## TASK ITEM
Using the records below, filter for lines that contain the string "query" and copy them out.

## DATASET ENTRIES
====

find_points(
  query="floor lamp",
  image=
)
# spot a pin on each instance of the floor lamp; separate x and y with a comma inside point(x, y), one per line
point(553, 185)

====

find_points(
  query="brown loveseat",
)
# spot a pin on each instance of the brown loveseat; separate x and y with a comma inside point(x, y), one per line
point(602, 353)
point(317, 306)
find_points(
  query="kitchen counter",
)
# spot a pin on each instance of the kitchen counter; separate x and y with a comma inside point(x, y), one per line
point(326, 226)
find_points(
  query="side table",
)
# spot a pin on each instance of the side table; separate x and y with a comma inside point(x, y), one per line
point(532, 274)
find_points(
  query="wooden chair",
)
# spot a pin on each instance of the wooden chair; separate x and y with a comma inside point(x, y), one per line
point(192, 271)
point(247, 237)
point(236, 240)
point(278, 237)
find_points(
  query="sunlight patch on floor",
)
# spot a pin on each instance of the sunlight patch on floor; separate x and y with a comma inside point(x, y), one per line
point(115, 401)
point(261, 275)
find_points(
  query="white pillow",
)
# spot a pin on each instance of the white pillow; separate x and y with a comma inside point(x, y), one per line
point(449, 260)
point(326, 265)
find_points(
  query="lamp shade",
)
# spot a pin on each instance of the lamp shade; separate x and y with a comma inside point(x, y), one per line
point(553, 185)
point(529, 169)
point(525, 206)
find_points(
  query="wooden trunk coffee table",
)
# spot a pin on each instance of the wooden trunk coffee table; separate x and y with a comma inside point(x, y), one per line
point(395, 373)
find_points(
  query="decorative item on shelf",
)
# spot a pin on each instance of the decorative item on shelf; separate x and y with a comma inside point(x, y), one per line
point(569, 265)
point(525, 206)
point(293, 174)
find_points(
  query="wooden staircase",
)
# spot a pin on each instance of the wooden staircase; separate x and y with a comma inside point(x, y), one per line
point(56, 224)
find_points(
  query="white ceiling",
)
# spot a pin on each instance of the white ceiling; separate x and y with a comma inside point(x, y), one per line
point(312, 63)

====

## SOLUTION FOR THIS TASK
  query="floor lamp",
  query="brown loveseat",
  query="kitchen counter",
  query="side table",
  query="wooden chair",
  query="sunlight patch on floor",
  query="white pillow",
  query="lamp shade",
  query="wooden trunk coffee table",
  query="decorative item on shelf",
  query="wooden staircase",
  query="white ceiling",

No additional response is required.